══ SUPPLIED RECORDS

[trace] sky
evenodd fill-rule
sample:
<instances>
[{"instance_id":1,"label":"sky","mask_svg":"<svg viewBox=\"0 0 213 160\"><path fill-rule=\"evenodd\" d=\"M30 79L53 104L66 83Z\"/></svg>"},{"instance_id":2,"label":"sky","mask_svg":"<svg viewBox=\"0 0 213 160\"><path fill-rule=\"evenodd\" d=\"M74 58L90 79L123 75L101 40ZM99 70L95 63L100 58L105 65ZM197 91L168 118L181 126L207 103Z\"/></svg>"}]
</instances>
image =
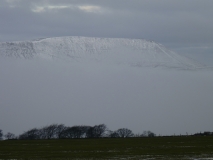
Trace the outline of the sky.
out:
<instances>
[{"instance_id":1,"label":"sky","mask_svg":"<svg viewBox=\"0 0 213 160\"><path fill-rule=\"evenodd\" d=\"M140 38L179 53L212 53L212 8L212 0L1 0L0 42Z\"/></svg>"}]
</instances>

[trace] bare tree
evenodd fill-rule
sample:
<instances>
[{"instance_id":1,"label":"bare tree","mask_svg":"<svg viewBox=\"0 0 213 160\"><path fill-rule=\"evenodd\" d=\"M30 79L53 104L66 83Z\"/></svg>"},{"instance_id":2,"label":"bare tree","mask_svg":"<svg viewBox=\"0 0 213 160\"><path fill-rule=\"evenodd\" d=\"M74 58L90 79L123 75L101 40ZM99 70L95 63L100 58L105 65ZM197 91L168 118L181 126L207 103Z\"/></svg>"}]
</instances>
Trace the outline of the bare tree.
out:
<instances>
[{"instance_id":1,"label":"bare tree","mask_svg":"<svg viewBox=\"0 0 213 160\"><path fill-rule=\"evenodd\" d=\"M94 133L93 133L94 127L89 127L86 133L87 138L94 138Z\"/></svg>"},{"instance_id":2,"label":"bare tree","mask_svg":"<svg viewBox=\"0 0 213 160\"><path fill-rule=\"evenodd\" d=\"M2 136L3 136L3 132L2 132L2 130L0 129L0 140L2 139Z\"/></svg>"},{"instance_id":3,"label":"bare tree","mask_svg":"<svg viewBox=\"0 0 213 160\"><path fill-rule=\"evenodd\" d=\"M64 124L57 125L56 130L55 130L55 137L62 138L62 134L65 129L66 129L66 127L64 126Z\"/></svg>"},{"instance_id":4,"label":"bare tree","mask_svg":"<svg viewBox=\"0 0 213 160\"><path fill-rule=\"evenodd\" d=\"M134 134L134 137L142 137L140 133Z\"/></svg>"},{"instance_id":5,"label":"bare tree","mask_svg":"<svg viewBox=\"0 0 213 160\"><path fill-rule=\"evenodd\" d=\"M87 131L87 138L100 138L105 135L107 127L105 124L95 125L94 127L90 127Z\"/></svg>"},{"instance_id":6,"label":"bare tree","mask_svg":"<svg viewBox=\"0 0 213 160\"><path fill-rule=\"evenodd\" d=\"M134 136L134 134L132 133L132 131L130 129L127 129L127 128L118 129L116 131L116 133L121 138L127 138L127 137L133 137Z\"/></svg>"},{"instance_id":7,"label":"bare tree","mask_svg":"<svg viewBox=\"0 0 213 160\"><path fill-rule=\"evenodd\" d=\"M80 132L80 129L77 126L67 127L64 130L62 137L63 138L78 138L79 132Z\"/></svg>"},{"instance_id":8,"label":"bare tree","mask_svg":"<svg viewBox=\"0 0 213 160\"><path fill-rule=\"evenodd\" d=\"M99 124L99 125L94 126L95 137L96 138L103 137L106 129L107 129L107 126L105 124Z\"/></svg>"},{"instance_id":9,"label":"bare tree","mask_svg":"<svg viewBox=\"0 0 213 160\"><path fill-rule=\"evenodd\" d=\"M41 139L52 139L56 137L57 132L57 124L52 124L46 127L41 128L40 131L40 137Z\"/></svg>"},{"instance_id":10,"label":"bare tree","mask_svg":"<svg viewBox=\"0 0 213 160\"><path fill-rule=\"evenodd\" d=\"M82 130L82 138L86 138L87 132L90 129L91 126L81 126Z\"/></svg>"},{"instance_id":11,"label":"bare tree","mask_svg":"<svg viewBox=\"0 0 213 160\"><path fill-rule=\"evenodd\" d=\"M142 137L155 137L156 135L151 131L144 131Z\"/></svg>"},{"instance_id":12,"label":"bare tree","mask_svg":"<svg viewBox=\"0 0 213 160\"><path fill-rule=\"evenodd\" d=\"M30 129L19 136L19 139L40 139L40 131L37 128Z\"/></svg>"},{"instance_id":13,"label":"bare tree","mask_svg":"<svg viewBox=\"0 0 213 160\"><path fill-rule=\"evenodd\" d=\"M15 134L10 133L10 132L8 132L7 134L5 134L4 137L5 137L6 139L8 139L8 140L9 140L9 139L16 139Z\"/></svg>"},{"instance_id":14,"label":"bare tree","mask_svg":"<svg viewBox=\"0 0 213 160\"><path fill-rule=\"evenodd\" d=\"M73 126L71 127L73 138L81 138L82 136L82 130L80 126Z\"/></svg>"},{"instance_id":15,"label":"bare tree","mask_svg":"<svg viewBox=\"0 0 213 160\"><path fill-rule=\"evenodd\" d=\"M108 131L107 137L118 138L119 135L118 135L118 133L116 131Z\"/></svg>"},{"instance_id":16,"label":"bare tree","mask_svg":"<svg viewBox=\"0 0 213 160\"><path fill-rule=\"evenodd\" d=\"M89 128L90 126L67 127L62 133L62 138L85 138Z\"/></svg>"}]
</instances>

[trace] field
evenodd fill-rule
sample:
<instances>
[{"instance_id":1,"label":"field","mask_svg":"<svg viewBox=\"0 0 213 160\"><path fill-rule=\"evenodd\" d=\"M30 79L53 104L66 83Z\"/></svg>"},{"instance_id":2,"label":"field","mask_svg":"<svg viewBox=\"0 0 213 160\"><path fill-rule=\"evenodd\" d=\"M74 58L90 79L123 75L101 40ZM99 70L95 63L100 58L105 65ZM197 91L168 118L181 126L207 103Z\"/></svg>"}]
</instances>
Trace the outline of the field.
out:
<instances>
[{"instance_id":1,"label":"field","mask_svg":"<svg viewBox=\"0 0 213 160\"><path fill-rule=\"evenodd\" d=\"M0 159L213 159L213 137L0 141Z\"/></svg>"}]
</instances>

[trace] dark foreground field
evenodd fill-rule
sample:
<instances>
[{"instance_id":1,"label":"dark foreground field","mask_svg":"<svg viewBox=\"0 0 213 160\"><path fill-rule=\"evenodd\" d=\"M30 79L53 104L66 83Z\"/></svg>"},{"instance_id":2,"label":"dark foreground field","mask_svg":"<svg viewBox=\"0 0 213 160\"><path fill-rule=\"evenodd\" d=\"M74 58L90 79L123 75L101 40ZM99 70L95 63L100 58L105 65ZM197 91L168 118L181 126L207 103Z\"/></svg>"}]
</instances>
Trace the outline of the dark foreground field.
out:
<instances>
[{"instance_id":1,"label":"dark foreground field","mask_svg":"<svg viewBox=\"0 0 213 160\"><path fill-rule=\"evenodd\" d=\"M213 137L0 141L0 159L213 159Z\"/></svg>"}]
</instances>

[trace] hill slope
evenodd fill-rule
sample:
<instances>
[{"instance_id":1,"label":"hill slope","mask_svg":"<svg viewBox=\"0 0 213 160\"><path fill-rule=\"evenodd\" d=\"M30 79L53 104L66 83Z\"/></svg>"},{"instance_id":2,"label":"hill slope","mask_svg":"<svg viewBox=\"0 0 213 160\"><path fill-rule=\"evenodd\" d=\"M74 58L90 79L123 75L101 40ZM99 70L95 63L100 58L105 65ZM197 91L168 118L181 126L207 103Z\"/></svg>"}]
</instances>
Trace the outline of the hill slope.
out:
<instances>
[{"instance_id":1,"label":"hill slope","mask_svg":"<svg viewBox=\"0 0 213 160\"><path fill-rule=\"evenodd\" d=\"M137 67L194 69L202 67L161 44L142 39L56 37L0 43L0 55L18 58L64 59L127 64Z\"/></svg>"}]
</instances>

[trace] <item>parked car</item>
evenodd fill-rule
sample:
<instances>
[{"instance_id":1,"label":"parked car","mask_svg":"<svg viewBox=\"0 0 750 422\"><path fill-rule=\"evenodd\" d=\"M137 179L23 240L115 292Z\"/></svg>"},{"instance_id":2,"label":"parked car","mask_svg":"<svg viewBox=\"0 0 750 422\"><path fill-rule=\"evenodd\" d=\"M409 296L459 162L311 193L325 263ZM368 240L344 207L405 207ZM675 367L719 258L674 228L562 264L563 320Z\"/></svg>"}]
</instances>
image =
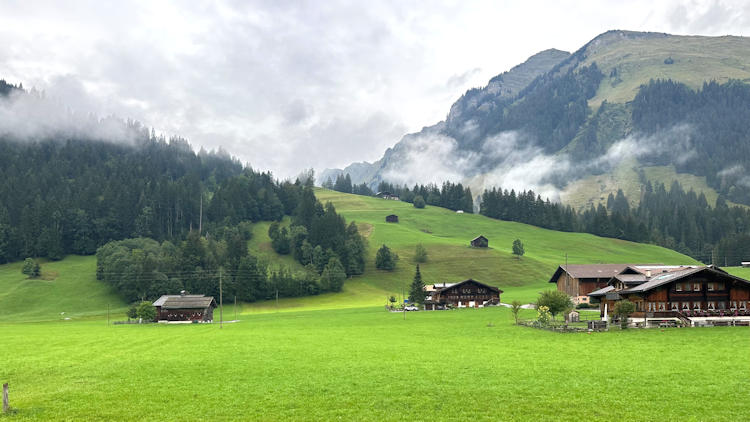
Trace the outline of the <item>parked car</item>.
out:
<instances>
[{"instance_id":1,"label":"parked car","mask_svg":"<svg viewBox=\"0 0 750 422\"><path fill-rule=\"evenodd\" d=\"M418 311L419 310L419 306L416 306L416 305L406 305L406 307L404 309L406 309L407 311Z\"/></svg>"}]
</instances>

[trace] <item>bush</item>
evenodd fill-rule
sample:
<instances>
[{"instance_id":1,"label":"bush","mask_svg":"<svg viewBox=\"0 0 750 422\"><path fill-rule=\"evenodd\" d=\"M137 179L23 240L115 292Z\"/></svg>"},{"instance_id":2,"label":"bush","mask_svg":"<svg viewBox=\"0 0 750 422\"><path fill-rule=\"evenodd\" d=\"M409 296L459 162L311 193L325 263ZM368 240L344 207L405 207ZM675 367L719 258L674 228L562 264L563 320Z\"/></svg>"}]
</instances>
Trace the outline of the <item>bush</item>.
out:
<instances>
[{"instance_id":1,"label":"bush","mask_svg":"<svg viewBox=\"0 0 750 422\"><path fill-rule=\"evenodd\" d=\"M576 309L598 309L599 305L596 303L579 303L576 305Z\"/></svg>"},{"instance_id":2,"label":"bush","mask_svg":"<svg viewBox=\"0 0 750 422\"><path fill-rule=\"evenodd\" d=\"M546 307L549 313L552 314L552 318L554 318L561 312L573 309L573 302L565 292L547 290L542 292L536 301L537 309L541 309L542 306Z\"/></svg>"},{"instance_id":3,"label":"bush","mask_svg":"<svg viewBox=\"0 0 750 422\"><path fill-rule=\"evenodd\" d=\"M375 255L375 268L379 270L392 271L396 268L396 261L398 261L398 255L391 251L386 245L383 245L378 249L378 253Z\"/></svg>"},{"instance_id":4,"label":"bush","mask_svg":"<svg viewBox=\"0 0 750 422\"><path fill-rule=\"evenodd\" d=\"M155 321L156 320L156 308L151 302L141 302L136 309L136 315L143 321Z\"/></svg>"},{"instance_id":5,"label":"bush","mask_svg":"<svg viewBox=\"0 0 750 422\"><path fill-rule=\"evenodd\" d=\"M23 261L21 272L29 276L29 278L37 278L42 274L42 269L38 262L31 258L26 258Z\"/></svg>"},{"instance_id":6,"label":"bush","mask_svg":"<svg viewBox=\"0 0 750 422\"><path fill-rule=\"evenodd\" d=\"M414 208L424 208L425 202L424 198L422 198L422 195L417 195L414 197Z\"/></svg>"},{"instance_id":7,"label":"bush","mask_svg":"<svg viewBox=\"0 0 750 422\"><path fill-rule=\"evenodd\" d=\"M427 249L421 243L417 243L414 248L414 260L417 262L427 262Z\"/></svg>"},{"instance_id":8,"label":"bush","mask_svg":"<svg viewBox=\"0 0 750 422\"><path fill-rule=\"evenodd\" d=\"M628 315L635 312L635 303L627 299L620 300L615 303L613 311L620 317L620 328L624 330L628 328Z\"/></svg>"}]
</instances>

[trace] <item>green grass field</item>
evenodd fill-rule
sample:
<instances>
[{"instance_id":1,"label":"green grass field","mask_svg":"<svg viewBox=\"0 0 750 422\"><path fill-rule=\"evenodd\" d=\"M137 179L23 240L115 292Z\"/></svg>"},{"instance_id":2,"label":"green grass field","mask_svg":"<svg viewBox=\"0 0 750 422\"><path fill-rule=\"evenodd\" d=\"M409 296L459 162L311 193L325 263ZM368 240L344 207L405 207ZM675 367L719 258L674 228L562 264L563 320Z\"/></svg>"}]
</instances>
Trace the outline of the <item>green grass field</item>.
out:
<instances>
[{"instance_id":1,"label":"green grass field","mask_svg":"<svg viewBox=\"0 0 750 422\"><path fill-rule=\"evenodd\" d=\"M526 311L529 314L532 311ZM527 315L529 315L527 314ZM750 417L747 328L558 334L505 308L0 325L0 420L712 420Z\"/></svg>"},{"instance_id":2,"label":"green grass field","mask_svg":"<svg viewBox=\"0 0 750 422\"><path fill-rule=\"evenodd\" d=\"M319 190L369 242L364 275L344 291L240 304L240 322L110 325L125 304L95 279L94 257L0 266L0 381L14 412L0 420L742 420L747 328L557 334L511 324L506 308L389 313L414 271L429 283L472 277L532 301L570 263L690 263L688 257L580 233ZM385 223L385 215L400 223ZM268 224L251 249L270 248ZM468 247L484 234L490 249ZM520 238L526 255L510 253ZM373 268L386 243L394 272ZM732 269L743 272L745 269ZM739 274L743 275L743 274ZM61 315L61 312L65 312ZM523 311L532 317L534 311ZM224 319L234 318L227 306ZM218 318L218 310L216 311ZM62 320L71 318L71 320Z\"/></svg>"}]
</instances>

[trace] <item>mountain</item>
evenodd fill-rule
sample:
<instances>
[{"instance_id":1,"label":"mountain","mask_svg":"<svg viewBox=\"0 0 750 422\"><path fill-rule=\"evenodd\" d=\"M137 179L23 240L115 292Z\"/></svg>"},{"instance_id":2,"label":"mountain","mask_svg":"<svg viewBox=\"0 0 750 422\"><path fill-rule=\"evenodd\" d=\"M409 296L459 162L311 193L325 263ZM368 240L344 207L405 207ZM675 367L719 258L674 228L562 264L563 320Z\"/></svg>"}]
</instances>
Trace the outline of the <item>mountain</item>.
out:
<instances>
[{"instance_id":1,"label":"mountain","mask_svg":"<svg viewBox=\"0 0 750 422\"><path fill-rule=\"evenodd\" d=\"M530 57L380 160L321 179L534 189L579 208L618 189L637 202L647 181L680 180L750 204L747 82L749 38L608 31L572 54Z\"/></svg>"}]
</instances>

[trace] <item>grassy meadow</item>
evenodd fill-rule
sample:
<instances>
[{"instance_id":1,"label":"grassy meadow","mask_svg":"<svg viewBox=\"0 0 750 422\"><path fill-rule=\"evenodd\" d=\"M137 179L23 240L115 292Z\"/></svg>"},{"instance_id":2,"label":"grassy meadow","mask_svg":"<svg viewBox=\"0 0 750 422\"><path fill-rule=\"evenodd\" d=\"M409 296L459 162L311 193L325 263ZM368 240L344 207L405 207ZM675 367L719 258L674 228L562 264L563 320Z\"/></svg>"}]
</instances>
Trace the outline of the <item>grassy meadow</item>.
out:
<instances>
[{"instance_id":1,"label":"grassy meadow","mask_svg":"<svg viewBox=\"0 0 750 422\"><path fill-rule=\"evenodd\" d=\"M564 263L691 263L652 245L318 190L369 243L364 275L344 291L225 306L191 325L107 325L126 304L96 281L94 257L44 262L43 279L0 266L0 420L743 420L750 330L628 330L558 334L512 324L506 308L389 313L429 254L425 281L471 277L531 302ZM387 214L398 224L385 223ZM285 221L288 223L288 221ZM268 224L250 248L270 248ZM468 247L484 234L489 249ZM516 238L526 254L511 254ZM377 248L401 257L374 269ZM732 269L743 273L746 269ZM738 274L743 276L743 274ZM750 274L748 274L750 275ZM65 312L65 314L61 314ZM534 311L522 311L533 317ZM215 316L218 318L218 310ZM63 318L70 318L64 320Z\"/></svg>"},{"instance_id":2,"label":"grassy meadow","mask_svg":"<svg viewBox=\"0 0 750 422\"><path fill-rule=\"evenodd\" d=\"M528 312L530 315L533 311ZM558 334L506 308L0 325L0 420L746 420L750 330Z\"/></svg>"}]
</instances>

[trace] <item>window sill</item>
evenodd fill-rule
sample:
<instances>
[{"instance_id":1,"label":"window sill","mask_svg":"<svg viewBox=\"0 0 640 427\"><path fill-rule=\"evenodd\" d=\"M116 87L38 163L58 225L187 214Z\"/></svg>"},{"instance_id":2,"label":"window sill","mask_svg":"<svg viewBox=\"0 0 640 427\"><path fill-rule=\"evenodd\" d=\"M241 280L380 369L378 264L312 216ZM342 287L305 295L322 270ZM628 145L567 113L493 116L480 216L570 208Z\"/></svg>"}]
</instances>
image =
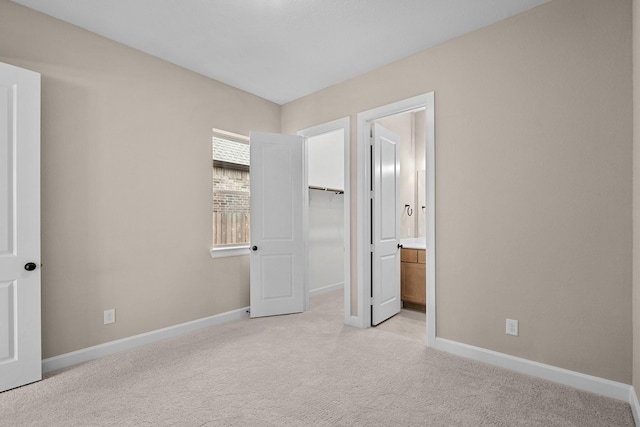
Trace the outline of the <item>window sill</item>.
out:
<instances>
[{"instance_id":1,"label":"window sill","mask_svg":"<svg viewBox=\"0 0 640 427\"><path fill-rule=\"evenodd\" d=\"M249 255L249 245L233 246L230 248L211 248L209 252L211 253L211 258L226 258L230 256Z\"/></svg>"}]
</instances>

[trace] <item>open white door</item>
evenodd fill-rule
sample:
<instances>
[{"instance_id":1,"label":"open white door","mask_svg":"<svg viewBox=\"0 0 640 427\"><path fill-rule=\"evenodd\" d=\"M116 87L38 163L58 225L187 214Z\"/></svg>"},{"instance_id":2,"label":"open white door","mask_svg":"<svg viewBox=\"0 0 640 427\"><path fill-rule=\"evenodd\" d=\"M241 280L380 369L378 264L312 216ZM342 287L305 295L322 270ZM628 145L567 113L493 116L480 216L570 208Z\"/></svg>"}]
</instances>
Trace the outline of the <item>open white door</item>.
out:
<instances>
[{"instance_id":1,"label":"open white door","mask_svg":"<svg viewBox=\"0 0 640 427\"><path fill-rule=\"evenodd\" d=\"M0 391L41 378L40 74L0 63Z\"/></svg>"},{"instance_id":2,"label":"open white door","mask_svg":"<svg viewBox=\"0 0 640 427\"><path fill-rule=\"evenodd\" d=\"M371 324L400 312L400 137L374 123L372 128L372 296Z\"/></svg>"},{"instance_id":3,"label":"open white door","mask_svg":"<svg viewBox=\"0 0 640 427\"><path fill-rule=\"evenodd\" d=\"M304 138L251 133L251 317L304 311Z\"/></svg>"}]
</instances>

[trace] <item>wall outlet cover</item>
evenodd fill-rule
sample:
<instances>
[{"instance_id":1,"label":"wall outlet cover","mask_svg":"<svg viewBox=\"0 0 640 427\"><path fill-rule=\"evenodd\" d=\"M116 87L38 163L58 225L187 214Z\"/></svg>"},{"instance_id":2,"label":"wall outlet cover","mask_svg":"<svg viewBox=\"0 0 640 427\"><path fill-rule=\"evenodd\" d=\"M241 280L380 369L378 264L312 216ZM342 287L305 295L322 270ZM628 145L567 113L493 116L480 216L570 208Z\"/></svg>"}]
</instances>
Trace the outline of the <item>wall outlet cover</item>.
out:
<instances>
[{"instance_id":1,"label":"wall outlet cover","mask_svg":"<svg viewBox=\"0 0 640 427\"><path fill-rule=\"evenodd\" d=\"M116 321L116 309L110 308L104 311L104 324L115 323Z\"/></svg>"},{"instance_id":2,"label":"wall outlet cover","mask_svg":"<svg viewBox=\"0 0 640 427\"><path fill-rule=\"evenodd\" d=\"M507 319L507 335L518 336L518 321Z\"/></svg>"}]
</instances>

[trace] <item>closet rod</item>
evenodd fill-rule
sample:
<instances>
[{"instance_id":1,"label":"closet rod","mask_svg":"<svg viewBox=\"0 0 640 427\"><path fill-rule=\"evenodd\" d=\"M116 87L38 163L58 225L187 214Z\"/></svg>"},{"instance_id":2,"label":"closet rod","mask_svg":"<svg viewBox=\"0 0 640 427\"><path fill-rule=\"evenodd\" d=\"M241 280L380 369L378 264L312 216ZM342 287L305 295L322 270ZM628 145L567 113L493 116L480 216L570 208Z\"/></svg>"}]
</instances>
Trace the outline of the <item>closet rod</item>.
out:
<instances>
[{"instance_id":1,"label":"closet rod","mask_svg":"<svg viewBox=\"0 0 640 427\"><path fill-rule=\"evenodd\" d=\"M313 185L309 186L309 190L331 191L332 193L336 193L336 194L344 194L343 190L336 190L335 188L316 187Z\"/></svg>"}]
</instances>

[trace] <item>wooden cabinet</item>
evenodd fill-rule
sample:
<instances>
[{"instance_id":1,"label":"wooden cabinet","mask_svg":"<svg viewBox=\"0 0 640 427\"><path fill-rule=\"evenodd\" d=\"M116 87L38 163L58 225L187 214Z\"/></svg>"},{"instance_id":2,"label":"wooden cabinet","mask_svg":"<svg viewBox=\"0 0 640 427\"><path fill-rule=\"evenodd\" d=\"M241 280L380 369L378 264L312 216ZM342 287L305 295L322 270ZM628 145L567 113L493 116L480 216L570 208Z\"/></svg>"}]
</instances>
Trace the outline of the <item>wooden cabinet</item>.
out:
<instances>
[{"instance_id":1,"label":"wooden cabinet","mask_svg":"<svg viewBox=\"0 0 640 427\"><path fill-rule=\"evenodd\" d=\"M425 310L426 295L426 251L424 249L402 249L400 253L400 298L407 308Z\"/></svg>"}]
</instances>

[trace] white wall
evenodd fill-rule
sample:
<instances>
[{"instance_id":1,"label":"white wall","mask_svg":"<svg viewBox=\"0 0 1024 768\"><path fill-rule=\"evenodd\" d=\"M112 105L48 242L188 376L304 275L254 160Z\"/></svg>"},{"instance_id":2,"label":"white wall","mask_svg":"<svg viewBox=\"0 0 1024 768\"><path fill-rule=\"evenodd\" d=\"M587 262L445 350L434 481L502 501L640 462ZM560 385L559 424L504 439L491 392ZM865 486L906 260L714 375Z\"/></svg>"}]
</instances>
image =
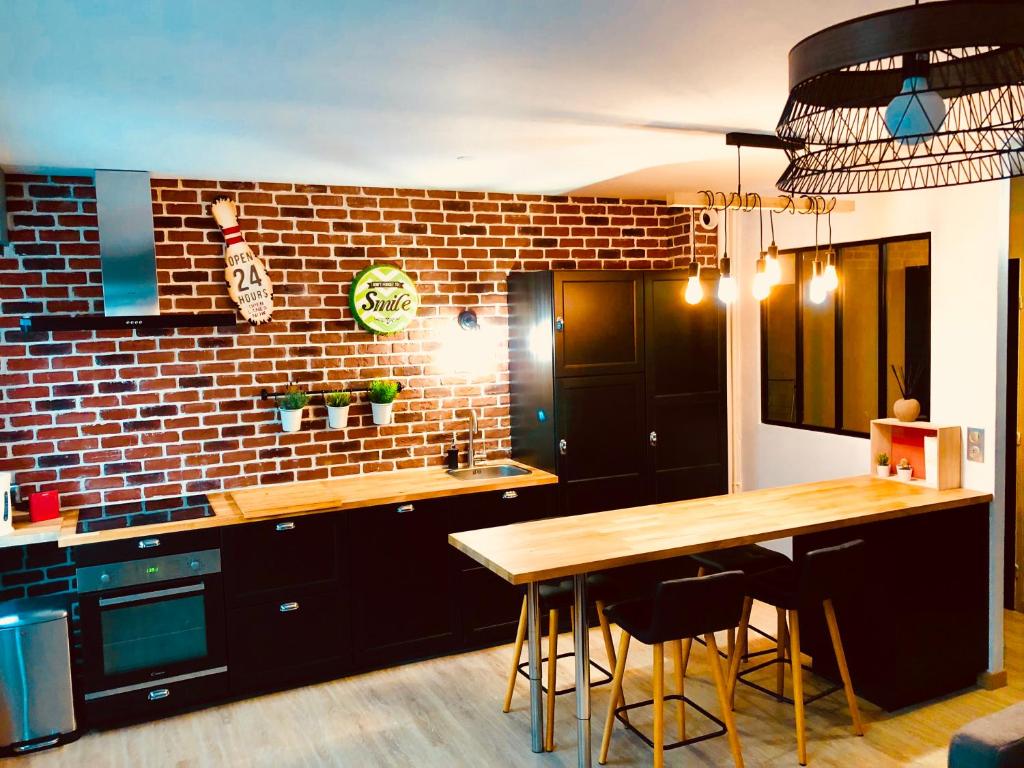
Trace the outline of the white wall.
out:
<instances>
[{"instance_id":1,"label":"white wall","mask_svg":"<svg viewBox=\"0 0 1024 768\"><path fill-rule=\"evenodd\" d=\"M852 214L832 216L833 242L931 233L931 419L985 430L985 463L964 462L963 485L997 491L990 525L989 669L1003 668L1003 500L1006 263L1009 183L860 195ZM760 313L750 297L759 250L758 217L736 214L730 231L742 299L734 307L733 377L737 489L864 474L868 441L761 423ZM765 236L768 237L765 217ZM822 237L827 224L820 221ZM814 244L814 217L775 217L782 249ZM765 245L769 240L765 241ZM966 441L965 441L966 442ZM782 546L785 549L785 546Z\"/></svg>"}]
</instances>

════

Among the records above, a stretch begins at the line containing "[trace] <item>green grass field</item>" and ends at the line containing "Trace the outline of the <item>green". Restate that stretch word for word, and nothing else.

*ANSWER FOR THE TASK*
[trace] <item>green grass field</item>
evenodd fill-rule
sample:
<instances>
[{"instance_id":1,"label":"green grass field","mask_svg":"<svg viewBox=\"0 0 750 422\"><path fill-rule=\"evenodd\" d=\"M137 179L23 240L115 292Z\"/></svg>"},{"instance_id":2,"label":"green grass field","mask_svg":"<svg viewBox=\"0 0 750 422\"><path fill-rule=\"evenodd\" d=\"M409 296L459 162L311 193L325 263ZM368 240L344 207L405 207ZM675 367L719 258L674 228L562 264L563 320Z\"/></svg>"}]
</instances>
Trace the outline of the <item>green grass field</item>.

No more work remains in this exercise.